Start of Data shown
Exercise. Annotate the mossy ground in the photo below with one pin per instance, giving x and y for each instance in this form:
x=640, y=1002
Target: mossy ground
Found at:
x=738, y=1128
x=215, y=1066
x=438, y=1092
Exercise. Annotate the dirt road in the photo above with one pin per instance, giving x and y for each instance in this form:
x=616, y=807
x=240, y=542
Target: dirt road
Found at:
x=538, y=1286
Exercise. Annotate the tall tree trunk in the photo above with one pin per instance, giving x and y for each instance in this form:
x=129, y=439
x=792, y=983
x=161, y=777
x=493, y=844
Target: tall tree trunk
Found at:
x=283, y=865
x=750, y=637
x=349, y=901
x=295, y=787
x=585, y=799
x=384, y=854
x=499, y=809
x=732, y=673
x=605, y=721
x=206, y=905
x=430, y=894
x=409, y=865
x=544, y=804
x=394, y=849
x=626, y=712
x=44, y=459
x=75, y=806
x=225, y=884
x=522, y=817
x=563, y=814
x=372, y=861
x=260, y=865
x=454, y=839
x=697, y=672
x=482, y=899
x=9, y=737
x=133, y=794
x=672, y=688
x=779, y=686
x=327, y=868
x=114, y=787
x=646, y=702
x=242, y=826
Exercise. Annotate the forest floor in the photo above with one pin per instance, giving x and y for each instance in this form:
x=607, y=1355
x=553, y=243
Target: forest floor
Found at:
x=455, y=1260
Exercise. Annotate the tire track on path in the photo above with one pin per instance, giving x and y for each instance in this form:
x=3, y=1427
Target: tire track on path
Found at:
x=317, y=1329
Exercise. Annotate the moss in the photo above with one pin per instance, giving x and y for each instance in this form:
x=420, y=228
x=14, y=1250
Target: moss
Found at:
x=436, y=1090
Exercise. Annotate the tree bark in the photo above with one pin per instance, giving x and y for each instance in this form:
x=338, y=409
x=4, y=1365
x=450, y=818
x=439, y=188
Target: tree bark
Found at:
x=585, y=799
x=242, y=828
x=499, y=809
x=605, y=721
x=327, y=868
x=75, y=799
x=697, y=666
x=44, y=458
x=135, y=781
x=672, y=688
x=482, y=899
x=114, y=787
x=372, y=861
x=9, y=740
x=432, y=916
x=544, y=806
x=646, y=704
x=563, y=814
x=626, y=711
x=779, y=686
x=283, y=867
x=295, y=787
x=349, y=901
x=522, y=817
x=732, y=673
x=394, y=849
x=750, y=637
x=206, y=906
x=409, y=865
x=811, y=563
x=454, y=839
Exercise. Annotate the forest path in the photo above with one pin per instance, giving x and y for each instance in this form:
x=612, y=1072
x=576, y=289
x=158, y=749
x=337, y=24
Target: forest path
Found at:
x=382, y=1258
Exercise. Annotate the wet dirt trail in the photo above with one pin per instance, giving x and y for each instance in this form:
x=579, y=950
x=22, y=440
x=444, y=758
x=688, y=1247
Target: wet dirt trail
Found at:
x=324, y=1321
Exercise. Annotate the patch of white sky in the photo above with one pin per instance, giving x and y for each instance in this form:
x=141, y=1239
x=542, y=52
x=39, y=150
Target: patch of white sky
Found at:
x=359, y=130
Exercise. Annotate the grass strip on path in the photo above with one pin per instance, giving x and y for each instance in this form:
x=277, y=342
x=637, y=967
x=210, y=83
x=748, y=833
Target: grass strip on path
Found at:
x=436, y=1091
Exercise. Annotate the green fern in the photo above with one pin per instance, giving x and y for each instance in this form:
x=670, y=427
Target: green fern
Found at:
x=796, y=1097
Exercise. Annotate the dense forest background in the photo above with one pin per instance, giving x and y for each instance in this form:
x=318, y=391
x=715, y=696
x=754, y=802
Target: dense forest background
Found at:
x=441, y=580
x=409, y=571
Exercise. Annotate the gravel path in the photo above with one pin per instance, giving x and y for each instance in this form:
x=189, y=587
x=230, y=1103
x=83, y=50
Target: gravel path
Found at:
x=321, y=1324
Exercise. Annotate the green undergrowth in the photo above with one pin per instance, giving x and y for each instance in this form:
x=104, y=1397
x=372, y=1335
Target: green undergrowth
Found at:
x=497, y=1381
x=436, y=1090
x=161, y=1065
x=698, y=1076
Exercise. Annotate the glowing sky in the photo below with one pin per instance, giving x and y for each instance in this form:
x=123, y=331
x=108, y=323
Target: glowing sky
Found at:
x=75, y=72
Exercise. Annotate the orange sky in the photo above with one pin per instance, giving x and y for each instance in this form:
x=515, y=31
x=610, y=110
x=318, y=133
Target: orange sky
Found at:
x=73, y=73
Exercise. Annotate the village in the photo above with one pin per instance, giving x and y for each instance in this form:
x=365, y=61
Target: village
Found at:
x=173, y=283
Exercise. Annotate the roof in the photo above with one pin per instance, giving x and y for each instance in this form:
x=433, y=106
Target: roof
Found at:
End of Data shown
**Task objective:** Taking the records from the top, repeat each line exactly until you have repeated the line that contains "Target: tall tree trunk".

**Answer below:**
Exercise. Annotate the mossy ground in the photo below with one pin per instance, giving x and y for each instance in this form:
x=640, y=1002
Target: mossy ground
Found at:
x=738, y=1128
x=215, y=1066
x=438, y=1092
Exercise. Annotate the dirt road in the photo above with one pin per instance, giving x and y for each instance in this form:
x=616, y=807
x=240, y=542
Target: dirt road
Found at:
x=538, y=1286
Exercise. Annotate the tall tree trunk in the photo above with one pin per instance, giving x and y for each instance in this form:
x=129, y=439
x=792, y=983
x=161, y=777
x=493, y=844
Target: tall tree trunk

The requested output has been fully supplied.